That’s changed, in large part due to research showing that the cumulative impact of sitting all day for years is associated with a range of health problems, from obesity to diabetes to cancer. Because the average office worker spends 5 hours and 41 minutes sitting each day at his or her desk, some describe the problem with a pithy new phrase that’s undeniably catchy, if somewhat exaggerated: “Sitting is the new smoking.”

Much of this research has been spurred by James Levine, an endocrinologist at the Mayo Clinic. “The way we live now is to sit all day, occasionally punctuated by a walk from the parking lot to the office,” he recently said during a phone interview, speaking as he strolled around his living room. “The default has become to sit. We need the default to be standing.”

All this might sound suspiciously like the latest health fad, and nothing more. But a growing body of research—conducted both by Levine and other scientists—confirms that a sedentary lifestyle appears to be detrimental in the long-term.

The solution, they say, isn’t to sit for six hours at work and then head to the gym afterward, because evidence suggests that the negative effects of extended sitting can’t be countered by brief bouts of strenous exercise. The answer is incorporating standing, pacing and other forms of activity into your normal day—and standing at your desk for part of it is the easiest way of doing so. Here’s a list of some of the benefits scientists have found so far.

Reduced Risk of Obesity

Levine’s research began as an investigation into an age-old health question: why some people gain weight and others don’t. He and colleagues recruited a group of office workers who engaged in little routine exercise, put them all on an identical diet that contained about 1000 more calories than they’d been consuming previously and forbid them from changing their exercise habits. But despite the standardized diet and exercise regimens, some participants gained weight, while others stayed slim.

Eventually, using underwear stitched with sensors that measure every subtle movement, the researchers discovered the secret: the participants who weren’t gaining weight were up and walking around, on average, 2.25 more hours per day, even though all of them worked at (sitting) desks, and no one was going to the gym. “During all of our days, there are opportunities to move around substantially more,” Levine says, mentioning things as mundane as walking to a colleague’s office rather than emailing them, or taking the stairs instead of the elevator.

Failing to take advantage of these constant movement opportunities, it turns out, is closely associated with obesity. And research suggests that our conventional exercise strategy—sitting all day at work, then hitting the gym or going for a run—”makes scarcely more sense than the notion that you could counter a pack-a-day smoking habit by jogging,” as James Vlashos puts it in the New York Times. The key to reducing the risk of obesity is consistent, moderate levels of movement throughout the day.

Scientists are still investigating why this might be the case. The reduced amount of calories burned while sitting (a 2013 study found that standers burn, on average, 50 more calories per hour) is clearly involved, but there may also be metabolic changes at play, such as the body’s cells becoming less responsive to insulin, or sedentary muscles releasing lower levels of the enzyme lipoprotein lipase.

Of course, all this specifically points to danger of sitting too much, not exactly the same as the benefit of standing. But Levine believes the two are closely intertwined.

SUPPLIED RECORDS:
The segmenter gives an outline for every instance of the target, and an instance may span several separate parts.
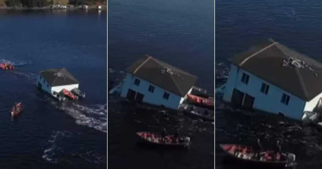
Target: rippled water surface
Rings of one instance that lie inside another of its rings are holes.
[[[108,2],[109,87],[124,70],[147,54],[198,76],[199,86],[214,91],[213,1],[139,0]],[[213,123],[183,114],[136,108],[108,96],[108,166],[112,168],[213,168]],[[190,136],[188,151],[137,145],[136,133]]]
[[[0,168],[106,166],[106,14],[0,10],[0,62],[16,65],[0,71]],[[80,82],[84,99],[59,103],[36,89],[39,71],[62,67]],[[12,119],[18,101],[24,108]]]
[[[226,80],[227,59],[269,38],[322,61],[321,5],[318,1],[216,0],[216,86]],[[216,168],[241,167],[223,162],[219,144],[253,145],[257,138],[267,148],[281,140],[282,150],[296,155],[297,168],[321,168],[322,133],[314,127],[274,115],[220,109],[215,120]]]

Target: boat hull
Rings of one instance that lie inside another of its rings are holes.
[[[187,95],[188,101],[196,106],[201,107],[213,108],[214,107],[215,100],[212,98],[207,98],[197,96],[192,94]]]
[[[283,161],[279,161],[271,160],[263,161],[256,159],[244,159],[234,155],[234,153],[232,152],[231,147],[234,146],[238,146],[238,147],[247,147],[249,150],[250,150],[250,152],[248,153],[248,154],[251,154],[251,153],[254,154],[255,152],[253,150],[253,150],[253,149],[250,146],[234,144],[221,144],[220,146],[222,149],[225,153],[226,155],[226,157],[227,158],[227,160],[232,161],[238,164],[247,165],[249,167],[253,166],[258,168],[263,168],[274,169],[285,168],[286,167],[286,165],[288,164],[288,161],[286,157],[283,158]],[[274,152],[273,151],[267,151],[263,152],[261,153],[265,154],[266,153],[271,154],[274,153]],[[286,155],[290,153],[286,152],[282,152],[281,154],[283,155]]]
[[[167,147],[169,148],[187,148],[190,144],[189,143],[170,143],[170,142],[163,143],[160,141],[160,137],[157,134],[151,132],[138,132],[136,133],[141,143],[145,145],[155,147]],[[149,140],[148,137],[151,138]],[[171,139],[173,137],[173,136],[166,136],[166,139]],[[154,140],[158,140],[157,142],[153,141]]]

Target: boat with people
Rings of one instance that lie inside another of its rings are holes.
[[[175,138],[173,135],[166,136],[149,132],[138,132],[136,133],[143,143],[150,145],[177,147],[187,147],[190,144],[190,138],[181,136]]]
[[[4,70],[13,70],[14,69],[14,66],[7,63],[0,63],[0,68]]]
[[[204,98],[188,94],[187,98],[189,102],[196,105],[210,108],[213,108],[214,106],[215,100],[213,98]]]
[[[189,105],[185,105],[182,107],[184,113],[188,116],[201,119],[204,121],[214,121],[214,112],[213,111],[211,112],[205,108],[202,109],[198,108]],[[202,113],[202,110],[204,110],[203,113]]]
[[[78,88],[74,88],[72,89],[71,91],[79,97],[82,98],[85,97],[85,93],[81,91]]]
[[[296,165],[295,155],[290,153],[281,152],[275,154],[272,150],[258,152],[251,146],[236,144],[222,144],[220,146],[231,159],[258,167],[284,168]]]
[[[13,117],[16,116],[20,113],[24,109],[24,106],[21,103],[15,103],[14,105],[11,108],[10,114]]]
[[[304,125],[313,124],[319,129],[322,129],[322,116],[320,114],[314,111],[305,111],[302,118]]]
[[[72,100],[75,100],[78,98],[78,97],[73,94],[69,90],[64,88],[62,89],[62,93],[66,97]]]

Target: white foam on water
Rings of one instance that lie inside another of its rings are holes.
[[[98,164],[104,163],[106,161],[106,156],[102,155],[96,152],[95,150],[91,150],[85,152],[70,152],[64,151],[64,147],[59,146],[57,141],[65,139],[71,137],[73,134],[68,131],[52,131],[50,138],[48,140],[48,148],[45,149],[42,156],[46,161],[54,163],[57,163],[59,161],[66,161],[66,159],[60,159],[59,157],[55,156],[55,152],[62,153],[64,154],[69,154],[73,156],[79,156],[86,161],[91,163]],[[66,140],[64,140],[65,142]]]
[[[0,63],[9,63],[14,66],[21,66],[26,64],[33,64],[33,62],[30,61],[22,61],[18,63],[15,63],[13,61],[5,59],[0,59]]]
[[[42,157],[46,160],[53,163],[57,163],[58,159],[54,158],[54,151],[56,150],[61,149],[61,147],[57,147],[56,142],[57,140],[63,139],[64,137],[70,137],[72,133],[68,131],[53,131],[52,134],[50,136],[50,138],[48,140],[49,148],[43,151]]]
[[[74,118],[77,124],[106,133],[107,132],[107,104],[85,106],[73,103],[70,106],[65,107],[59,107],[56,104],[56,107],[64,111]]]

ACTIVITY: Which health problems does the text on sitting name in its first sentence as linked to years of sitting all day? The rows come from a different source than the text on sitting.

COMPLETED EXERCISE: Obesity, diabetes, and cancer.